PROBLEM -> Copy the records below word for word, omitting the pictures.

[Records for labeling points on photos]

— BEGIN —

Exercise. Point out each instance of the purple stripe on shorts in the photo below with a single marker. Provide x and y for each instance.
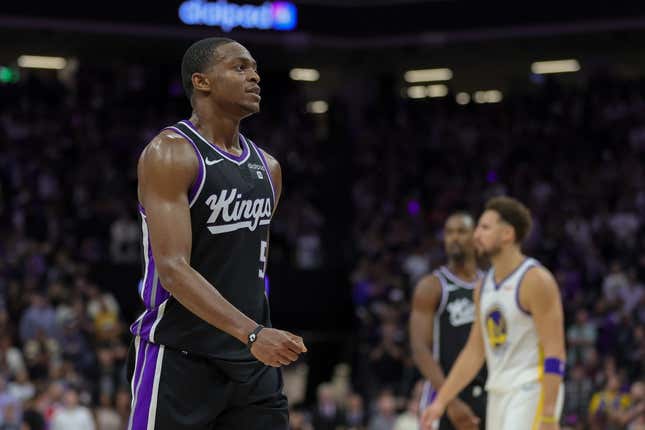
(150, 277)
(147, 321)
(144, 395)
(143, 346)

— END —

RESPONSE TO THE EXERCISE ->
Exercise. Point out each instance of the purple stripe on shorts in the photo below with a single marker. Provide x and y for each instance.
(150, 277)
(147, 321)
(144, 395)
(143, 346)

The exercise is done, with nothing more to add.